:: ENTRIES SUPPLIED

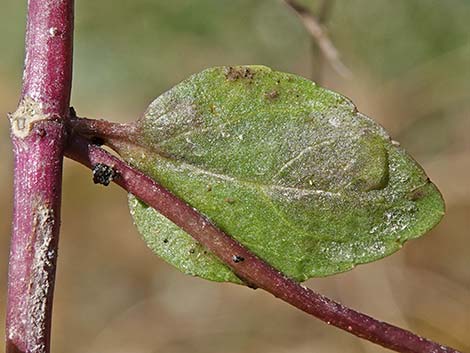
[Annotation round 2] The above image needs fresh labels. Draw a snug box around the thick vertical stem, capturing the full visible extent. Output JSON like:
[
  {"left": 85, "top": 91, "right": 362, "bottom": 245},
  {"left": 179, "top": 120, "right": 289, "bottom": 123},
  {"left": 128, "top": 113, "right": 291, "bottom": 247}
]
[{"left": 6, "top": 0, "right": 73, "bottom": 353}]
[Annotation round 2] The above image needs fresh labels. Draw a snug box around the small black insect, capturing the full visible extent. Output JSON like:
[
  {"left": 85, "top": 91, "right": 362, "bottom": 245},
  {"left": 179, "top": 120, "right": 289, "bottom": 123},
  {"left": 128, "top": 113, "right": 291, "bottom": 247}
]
[
  {"left": 93, "top": 163, "right": 118, "bottom": 186},
  {"left": 232, "top": 255, "right": 245, "bottom": 263}
]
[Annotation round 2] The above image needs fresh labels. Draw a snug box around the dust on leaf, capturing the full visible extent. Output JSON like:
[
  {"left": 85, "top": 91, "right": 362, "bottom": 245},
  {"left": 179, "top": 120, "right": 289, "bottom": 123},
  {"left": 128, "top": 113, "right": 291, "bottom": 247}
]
[{"left": 119, "top": 66, "right": 444, "bottom": 283}]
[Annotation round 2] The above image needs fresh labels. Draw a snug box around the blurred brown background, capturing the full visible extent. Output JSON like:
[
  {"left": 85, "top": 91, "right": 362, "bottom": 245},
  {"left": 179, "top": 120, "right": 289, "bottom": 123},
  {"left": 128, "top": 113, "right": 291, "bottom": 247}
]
[{"left": 0, "top": 0, "right": 470, "bottom": 353}]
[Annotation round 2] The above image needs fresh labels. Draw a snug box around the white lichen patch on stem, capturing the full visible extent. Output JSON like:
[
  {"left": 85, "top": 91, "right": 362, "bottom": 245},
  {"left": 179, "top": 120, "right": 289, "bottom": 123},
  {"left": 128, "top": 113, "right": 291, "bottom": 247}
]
[
  {"left": 9, "top": 97, "right": 50, "bottom": 139},
  {"left": 28, "top": 205, "right": 55, "bottom": 352}
]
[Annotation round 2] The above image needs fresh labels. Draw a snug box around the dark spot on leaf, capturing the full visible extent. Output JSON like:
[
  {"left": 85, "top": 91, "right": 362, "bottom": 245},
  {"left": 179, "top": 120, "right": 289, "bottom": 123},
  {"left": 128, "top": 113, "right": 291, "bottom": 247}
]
[
  {"left": 232, "top": 255, "right": 245, "bottom": 263},
  {"left": 91, "top": 136, "right": 104, "bottom": 146},
  {"left": 36, "top": 129, "right": 47, "bottom": 137},
  {"left": 93, "top": 163, "right": 118, "bottom": 186},
  {"left": 225, "top": 66, "right": 255, "bottom": 82},
  {"left": 264, "top": 90, "right": 279, "bottom": 100}
]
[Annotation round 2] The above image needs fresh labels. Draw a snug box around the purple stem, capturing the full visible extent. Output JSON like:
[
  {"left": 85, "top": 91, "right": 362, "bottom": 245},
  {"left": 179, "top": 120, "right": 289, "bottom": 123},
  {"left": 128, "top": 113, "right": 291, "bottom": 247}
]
[
  {"left": 6, "top": 0, "right": 73, "bottom": 353},
  {"left": 66, "top": 136, "right": 458, "bottom": 353}
]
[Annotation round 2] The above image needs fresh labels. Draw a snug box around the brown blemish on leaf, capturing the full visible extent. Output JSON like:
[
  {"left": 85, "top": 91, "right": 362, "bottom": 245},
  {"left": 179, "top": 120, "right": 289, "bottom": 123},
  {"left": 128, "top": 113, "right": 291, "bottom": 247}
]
[
  {"left": 225, "top": 66, "right": 255, "bottom": 82},
  {"left": 264, "top": 90, "right": 279, "bottom": 100},
  {"left": 408, "top": 178, "right": 431, "bottom": 201}
]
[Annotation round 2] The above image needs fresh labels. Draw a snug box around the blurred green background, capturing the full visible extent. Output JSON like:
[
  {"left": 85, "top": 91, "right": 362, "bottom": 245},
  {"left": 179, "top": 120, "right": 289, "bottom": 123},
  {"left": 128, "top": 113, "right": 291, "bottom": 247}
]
[{"left": 0, "top": 0, "right": 470, "bottom": 353}]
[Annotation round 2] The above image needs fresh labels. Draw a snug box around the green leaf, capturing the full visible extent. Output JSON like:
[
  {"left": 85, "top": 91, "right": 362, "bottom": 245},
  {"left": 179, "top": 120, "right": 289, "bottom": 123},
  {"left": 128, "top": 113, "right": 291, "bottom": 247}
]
[{"left": 119, "top": 66, "right": 444, "bottom": 283}]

::::

*AIM OF THE TASK:* Copy out every record above, swapping "snug box" for "tight box" wherever it occurs and keeping everything else the same. Leave the pictures out.

*WRITTEN SOLUTION:*
[Annotation round 2] The above image needs fresh labels. Draw a tight box around the thick vertical stem, capturing the full visible extent. Output JSON like:
[
  {"left": 85, "top": 91, "right": 362, "bottom": 245},
  {"left": 179, "top": 120, "right": 289, "bottom": 123},
  {"left": 128, "top": 113, "right": 291, "bottom": 247}
]
[{"left": 6, "top": 0, "right": 73, "bottom": 353}]
[Annotation round 2] The above image needs fresh labels. Draw a tight box around the small black insect, capturing the full visible extent. Output JSON like:
[
  {"left": 85, "top": 91, "right": 362, "bottom": 245},
  {"left": 179, "top": 120, "right": 289, "bottom": 123},
  {"left": 128, "top": 113, "right": 291, "bottom": 247}
]
[
  {"left": 93, "top": 163, "right": 118, "bottom": 186},
  {"left": 232, "top": 255, "right": 245, "bottom": 263}
]
[Annotation round 2] The above image needs fresh labels. Draw a tight box around the dust on leaf, capturing the full visible extent. Output JSON like:
[
  {"left": 85, "top": 91, "right": 362, "bottom": 245},
  {"left": 179, "top": 120, "right": 289, "bottom": 123},
  {"left": 128, "top": 113, "right": 291, "bottom": 247}
]
[{"left": 119, "top": 66, "right": 444, "bottom": 283}]
[Annotation round 2] The above image needs fresh labels. Draw a tight box around the blurred brown background, capturing the full visible extent. Output JSON like:
[
  {"left": 85, "top": 91, "right": 362, "bottom": 245},
  {"left": 179, "top": 120, "right": 289, "bottom": 123},
  {"left": 128, "top": 113, "right": 291, "bottom": 247}
]
[{"left": 0, "top": 0, "right": 470, "bottom": 353}]
[Annotation round 2] The above image needs fresh labels. Draw a tight box around the white lichen patch on stem, capturing the full visible extent. Output JSON like:
[
  {"left": 85, "top": 91, "right": 362, "bottom": 245},
  {"left": 179, "top": 120, "right": 289, "bottom": 123},
  {"left": 128, "top": 113, "right": 291, "bottom": 247}
]
[
  {"left": 9, "top": 97, "right": 50, "bottom": 139},
  {"left": 28, "top": 205, "right": 55, "bottom": 352}
]
[Annotation round 2] The above image needs fresh labels. Draw a tight box around the dark spot on leaf, capturing the full visible extent. Output JSON like:
[
  {"left": 85, "top": 91, "right": 362, "bottom": 245},
  {"left": 179, "top": 120, "right": 289, "bottom": 123},
  {"left": 128, "top": 113, "right": 291, "bottom": 247}
]
[
  {"left": 232, "top": 255, "right": 245, "bottom": 263},
  {"left": 91, "top": 136, "right": 104, "bottom": 146},
  {"left": 36, "top": 129, "right": 47, "bottom": 137},
  {"left": 93, "top": 163, "right": 118, "bottom": 186},
  {"left": 225, "top": 66, "right": 255, "bottom": 82},
  {"left": 264, "top": 90, "right": 279, "bottom": 100}
]
[Annotation round 2] The above image needs fresh labels. Draw a tight box around the purple stem, capturing the full visible extent. Output JSON like:
[
  {"left": 85, "top": 91, "right": 362, "bottom": 245},
  {"left": 179, "top": 120, "right": 289, "bottom": 123},
  {"left": 128, "top": 113, "right": 291, "bottom": 247}
]
[
  {"left": 6, "top": 0, "right": 73, "bottom": 353},
  {"left": 66, "top": 136, "right": 458, "bottom": 353}
]
[Annotation round 2] The above image needs fresh labels. Draw a tight box around the brown blemish on leaf, capturing the full visible extent. Output JSON like:
[
  {"left": 85, "top": 91, "right": 362, "bottom": 245},
  {"left": 179, "top": 120, "right": 289, "bottom": 123},
  {"left": 128, "top": 113, "right": 291, "bottom": 247}
]
[
  {"left": 225, "top": 66, "right": 255, "bottom": 82},
  {"left": 264, "top": 90, "right": 279, "bottom": 100},
  {"left": 408, "top": 178, "right": 431, "bottom": 201}
]
[Annotation round 2] The above image needs fresh labels. Draw a tight box around the blurred green background, capturing the full visible extent. Output JSON like:
[
  {"left": 85, "top": 91, "right": 362, "bottom": 245},
  {"left": 179, "top": 120, "right": 289, "bottom": 123},
  {"left": 128, "top": 113, "right": 291, "bottom": 247}
]
[{"left": 0, "top": 0, "right": 470, "bottom": 353}]
[Annotation round 2] The above image needs fresh labels. Draw a tight box around the green leaf, capturing the full visible extent. Output JSON like:
[
  {"left": 85, "top": 91, "right": 362, "bottom": 245},
  {"left": 179, "top": 120, "right": 289, "bottom": 123},
  {"left": 128, "top": 113, "right": 291, "bottom": 247}
]
[{"left": 119, "top": 66, "right": 444, "bottom": 283}]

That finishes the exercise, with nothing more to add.